***** TESTO DELLA PAGINA *****
È come se a un certo punto, a un bambino che ha provato e riprovato ad afferrare un flacone di detersivo e al quale si è sempre ripetuto di non aprirlo e di non toccarlo perché pericoloso, tossico e velenoso, si concedesse, senza una ragione apparente, non solo di afferrarlo ma anche di aprirlo e di berne il contenuto. Perché di punto in bianco considerato adatto alla sua dieta. Con il cosiddetto “decreto competitività” il governo italiano ha di fatto truccato l’etichetta. Peggio: la cancellato le scritte che si trovano per legge sulle confezioni pericolose e tossiche, così come previsto dall’Istituto superiore di sanità: «Tenere fuori dalla portata dei bambini». «Tenere il recipiente ben chiuso». «Evitare il contatto con gli occhi, la pelle o gli indumenti». «In caso di ventilazione insufficiente utilizzare un apparecchio respiratorio». E via di questo passo.
Ma che cosa prevede il decreto?
Innanzitutto la possibilità di aumentare gli scarichi in mare degli stabilimenti industriali, oltre a nuove tabelle per la contaminazione delle aree militari. Alzando fino a 100 (cento) volte i limiti di alcune sostanze cancerogene o pericolose per la salute.
In questo modo, come per magia, si risolvono in un colpo solo i problemi di bonifica dei circa 50 mila ettari dei siti militari inquinati da metalli pesanti e, in alcuni casi, da uranio impoverito. È facile: basta alzare la soglia e il problema smette di essere tale, con buona pace della tutela del territorio e della salute. La nostra salute.
Per quanto riguarda gli scarichi in mare, poi, il ministro Galletti e i suoi collaboratori al ministero (dell’Ambiente) collegano in modo direttamente proporzionale la capacità produttiva con il diritto di inquinare (un ossimoro che è purtroppo realtà). E si inventano addirittura, in nome della “competitività” che dà il titolo al decreto, il principio del più produci più hai diritto a gettare a mare gli “avanzi”. Citiamo dal Decreto:
“Le Autorizzazioni integrate ambientali rilasciate per l’esercizio possono prevedere valori limite di emissione anche più elevati e proporzionati ai livelli di produzione”.
Con il silenzio assenso per le bonifiche dei siti privati, infine, si fa finta di non sapere che i soggetti preposti ai controlli non riusciranno, salvo rare eccezioni, a verificare le autocertificazioni dei soggetti attuatori. E questo grazie alla carenza di personale, che dovrebbe essere nota agli estensori del decreto, alla mole di lavoro e ai tanti problemi che molti uffici della Pubblica amministrazione si trovano a dovere affrontare in questi tempi bui.
Ma in questa operazione che cambia sì verso all’Italia, ma nella direzione sbagliata, c’è un capolavoro semantico. E riguarda il modo con cui il ministro Galletti ha ribattezzato la parte di sua competenza del provvedimento appena varato: “Ambiente protetto”. E per fortuna che lo si vuol proteggere.
*****
**CONSEGNA 1**
Ricopia dall'articolo sul decreto competitività il brano che parte dalle parole "Innanzitutto la possibilità" e si ferma dopo "per la salute.".
**CONSEGNA 2**
Rispondi in base all'articolo sul decreto competitività.
(a) Fino a quante volte il decreto permette di alzare i limiti di alcune sostanze cancerogene o pericolose per la salute?
(b) Quanti ettari di siti militari inquinati vengono citati?
(c) Con quale nome il ministro Galletti ha ribattezzato la parte del provvedimento di sua competenza?
***** MATERIALE FORNITO *****
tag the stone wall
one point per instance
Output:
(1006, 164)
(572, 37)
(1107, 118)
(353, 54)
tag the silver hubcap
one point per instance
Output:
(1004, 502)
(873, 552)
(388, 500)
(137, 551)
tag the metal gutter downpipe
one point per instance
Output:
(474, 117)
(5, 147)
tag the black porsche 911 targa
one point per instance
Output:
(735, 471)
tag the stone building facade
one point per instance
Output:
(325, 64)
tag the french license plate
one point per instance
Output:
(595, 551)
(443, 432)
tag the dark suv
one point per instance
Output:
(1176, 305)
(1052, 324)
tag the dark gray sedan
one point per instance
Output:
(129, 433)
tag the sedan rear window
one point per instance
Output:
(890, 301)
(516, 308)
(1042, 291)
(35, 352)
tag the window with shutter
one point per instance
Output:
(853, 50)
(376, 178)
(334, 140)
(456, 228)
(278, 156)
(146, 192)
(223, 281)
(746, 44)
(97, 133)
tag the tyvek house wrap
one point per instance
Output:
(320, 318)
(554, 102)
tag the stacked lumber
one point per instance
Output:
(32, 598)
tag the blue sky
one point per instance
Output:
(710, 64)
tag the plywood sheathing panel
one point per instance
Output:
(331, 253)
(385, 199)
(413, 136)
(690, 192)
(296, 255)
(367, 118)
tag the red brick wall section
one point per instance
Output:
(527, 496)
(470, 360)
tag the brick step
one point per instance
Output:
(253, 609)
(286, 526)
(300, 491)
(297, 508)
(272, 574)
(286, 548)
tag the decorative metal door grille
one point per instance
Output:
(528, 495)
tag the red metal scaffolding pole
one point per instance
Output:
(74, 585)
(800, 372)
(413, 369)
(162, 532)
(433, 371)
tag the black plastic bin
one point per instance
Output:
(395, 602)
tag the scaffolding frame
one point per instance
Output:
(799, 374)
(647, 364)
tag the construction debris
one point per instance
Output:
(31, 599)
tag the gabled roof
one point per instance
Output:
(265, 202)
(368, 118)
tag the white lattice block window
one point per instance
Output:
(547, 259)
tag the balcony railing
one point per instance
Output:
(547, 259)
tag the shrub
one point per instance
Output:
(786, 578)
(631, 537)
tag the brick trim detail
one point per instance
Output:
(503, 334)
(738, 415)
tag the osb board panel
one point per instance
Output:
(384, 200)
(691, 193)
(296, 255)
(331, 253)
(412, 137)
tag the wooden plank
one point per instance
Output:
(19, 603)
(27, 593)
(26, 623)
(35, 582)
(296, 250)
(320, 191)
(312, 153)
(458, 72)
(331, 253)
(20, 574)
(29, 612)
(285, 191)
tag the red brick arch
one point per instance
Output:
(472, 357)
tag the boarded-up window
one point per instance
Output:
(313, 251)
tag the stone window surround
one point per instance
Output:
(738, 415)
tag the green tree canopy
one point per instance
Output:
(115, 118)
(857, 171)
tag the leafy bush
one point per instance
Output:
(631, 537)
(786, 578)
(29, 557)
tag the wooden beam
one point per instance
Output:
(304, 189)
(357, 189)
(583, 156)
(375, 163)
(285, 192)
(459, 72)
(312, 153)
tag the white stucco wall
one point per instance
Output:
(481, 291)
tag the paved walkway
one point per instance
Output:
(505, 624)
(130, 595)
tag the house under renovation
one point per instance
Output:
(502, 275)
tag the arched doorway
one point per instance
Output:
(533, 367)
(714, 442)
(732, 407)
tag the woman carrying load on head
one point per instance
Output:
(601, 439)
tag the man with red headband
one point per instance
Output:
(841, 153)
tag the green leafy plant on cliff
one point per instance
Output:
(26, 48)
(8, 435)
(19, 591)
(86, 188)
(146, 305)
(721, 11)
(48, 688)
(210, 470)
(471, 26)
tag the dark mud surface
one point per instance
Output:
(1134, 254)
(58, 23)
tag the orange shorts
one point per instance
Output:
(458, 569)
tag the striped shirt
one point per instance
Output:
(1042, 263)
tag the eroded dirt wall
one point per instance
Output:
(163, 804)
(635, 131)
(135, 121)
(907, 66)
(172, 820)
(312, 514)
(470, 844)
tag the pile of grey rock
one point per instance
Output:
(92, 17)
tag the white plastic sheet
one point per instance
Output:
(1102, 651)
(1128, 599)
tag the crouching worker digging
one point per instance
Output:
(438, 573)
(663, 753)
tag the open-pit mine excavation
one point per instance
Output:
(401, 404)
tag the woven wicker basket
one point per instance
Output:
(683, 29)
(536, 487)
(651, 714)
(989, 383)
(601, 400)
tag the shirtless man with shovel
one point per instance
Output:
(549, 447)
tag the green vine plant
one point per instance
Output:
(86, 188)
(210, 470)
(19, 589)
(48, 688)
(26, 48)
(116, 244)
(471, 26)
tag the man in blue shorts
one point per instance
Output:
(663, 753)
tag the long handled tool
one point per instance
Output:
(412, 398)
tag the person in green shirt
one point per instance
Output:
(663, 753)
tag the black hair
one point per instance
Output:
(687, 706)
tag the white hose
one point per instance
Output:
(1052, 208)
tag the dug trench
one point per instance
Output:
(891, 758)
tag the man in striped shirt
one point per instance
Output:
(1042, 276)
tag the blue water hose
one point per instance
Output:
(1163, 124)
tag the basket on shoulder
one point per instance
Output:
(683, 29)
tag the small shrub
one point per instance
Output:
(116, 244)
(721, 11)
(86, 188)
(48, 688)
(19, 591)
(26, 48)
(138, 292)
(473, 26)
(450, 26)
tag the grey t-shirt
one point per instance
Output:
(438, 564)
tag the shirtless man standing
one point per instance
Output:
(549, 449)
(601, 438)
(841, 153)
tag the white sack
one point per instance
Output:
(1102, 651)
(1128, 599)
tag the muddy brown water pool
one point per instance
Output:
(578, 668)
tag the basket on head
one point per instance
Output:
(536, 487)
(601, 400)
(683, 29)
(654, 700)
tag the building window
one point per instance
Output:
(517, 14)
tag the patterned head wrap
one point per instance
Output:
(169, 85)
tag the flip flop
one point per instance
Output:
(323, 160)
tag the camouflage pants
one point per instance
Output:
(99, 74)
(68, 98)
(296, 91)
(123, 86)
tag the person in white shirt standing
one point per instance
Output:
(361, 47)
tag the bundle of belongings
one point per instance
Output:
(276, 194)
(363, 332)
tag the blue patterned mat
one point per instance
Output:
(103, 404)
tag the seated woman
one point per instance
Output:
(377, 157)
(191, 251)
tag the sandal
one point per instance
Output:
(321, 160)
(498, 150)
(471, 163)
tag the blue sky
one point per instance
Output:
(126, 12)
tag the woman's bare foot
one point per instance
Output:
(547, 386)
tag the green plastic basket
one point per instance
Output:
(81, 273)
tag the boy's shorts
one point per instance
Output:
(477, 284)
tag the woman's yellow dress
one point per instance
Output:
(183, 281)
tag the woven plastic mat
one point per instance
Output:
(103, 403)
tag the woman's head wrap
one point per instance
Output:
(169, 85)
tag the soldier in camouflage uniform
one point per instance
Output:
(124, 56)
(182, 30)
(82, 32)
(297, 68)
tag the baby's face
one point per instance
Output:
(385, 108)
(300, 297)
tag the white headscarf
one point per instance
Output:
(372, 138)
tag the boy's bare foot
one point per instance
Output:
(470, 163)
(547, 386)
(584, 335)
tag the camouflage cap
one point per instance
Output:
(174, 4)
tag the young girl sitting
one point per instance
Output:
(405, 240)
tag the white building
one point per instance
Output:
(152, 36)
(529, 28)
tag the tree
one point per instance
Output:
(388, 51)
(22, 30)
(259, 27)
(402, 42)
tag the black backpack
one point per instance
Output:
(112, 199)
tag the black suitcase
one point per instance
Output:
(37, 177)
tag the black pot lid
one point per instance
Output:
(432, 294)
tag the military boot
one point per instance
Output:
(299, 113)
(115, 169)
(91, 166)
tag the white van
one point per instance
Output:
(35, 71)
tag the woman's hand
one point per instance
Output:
*****
**SPAZIO RISPOSTA 1**
Innanzitutto la possibilità di aumentare gli scarichi in mare degli stabilimenti industriali, oltre a nuove tabelle per la contaminazione delle aree militari. Alzando fino a 100 (cento) volte i limiti di alcune sostanze cancerogene o pericolose per la salute.

**SPAZIO RISPOSTA 2**
(a) Fino a 100 volte.
(b) Circa 50 mila ettari.
(c) "Ambiente protetto".